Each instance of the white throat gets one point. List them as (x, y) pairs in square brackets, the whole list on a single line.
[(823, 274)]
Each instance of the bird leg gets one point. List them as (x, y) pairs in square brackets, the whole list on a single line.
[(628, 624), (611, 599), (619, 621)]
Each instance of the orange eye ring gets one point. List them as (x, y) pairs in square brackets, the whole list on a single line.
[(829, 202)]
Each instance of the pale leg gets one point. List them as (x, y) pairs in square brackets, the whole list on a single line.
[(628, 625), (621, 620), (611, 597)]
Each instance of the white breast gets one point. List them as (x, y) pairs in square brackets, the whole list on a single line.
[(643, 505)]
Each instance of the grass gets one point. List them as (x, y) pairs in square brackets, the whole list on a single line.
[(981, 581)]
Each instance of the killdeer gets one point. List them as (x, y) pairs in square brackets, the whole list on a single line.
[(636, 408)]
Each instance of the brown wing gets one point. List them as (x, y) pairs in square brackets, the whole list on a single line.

__Task details__
Print all of the entries above again, word for word and in the same order, without changing anything.

__Task solution__
Each instance of the white throat gets one point. List them as (x, y) pairs in square brackets, the whole list on a single line.
[(823, 274)]
Each instance of the bird leg gets one point. List them as (x, y) pairs in square brackets, the whole list on a single line.
[(628, 624), (611, 599), (619, 621)]
Each instance of the orange eye ring gets one point. List them as (x, y) pairs in square brackets, the whole list on a single line.
[(829, 202)]
Each instance of the pale leg gets one point. List them as (x, y) pairs in square brackets, the whole list on a single line.
[(628, 625), (621, 620), (611, 597)]
Each instance of the white breast gets one point. List them as (x, y) pairs in square brackets, the whole list on a single line.
[(643, 505)]
Each instance of the grass gets one point. List them as (x, y) pairs in square brackets, the whole list on a single line.
[(981, 581)]
Each instance of the killdeer gets one point. List them as (x, y) pairs in square brackets, the whole list on a single line.
[(636, 408)]
Each instance of the brown wing gets one point. List them as (x, y) pairs in square brackets, the whole list on a single line.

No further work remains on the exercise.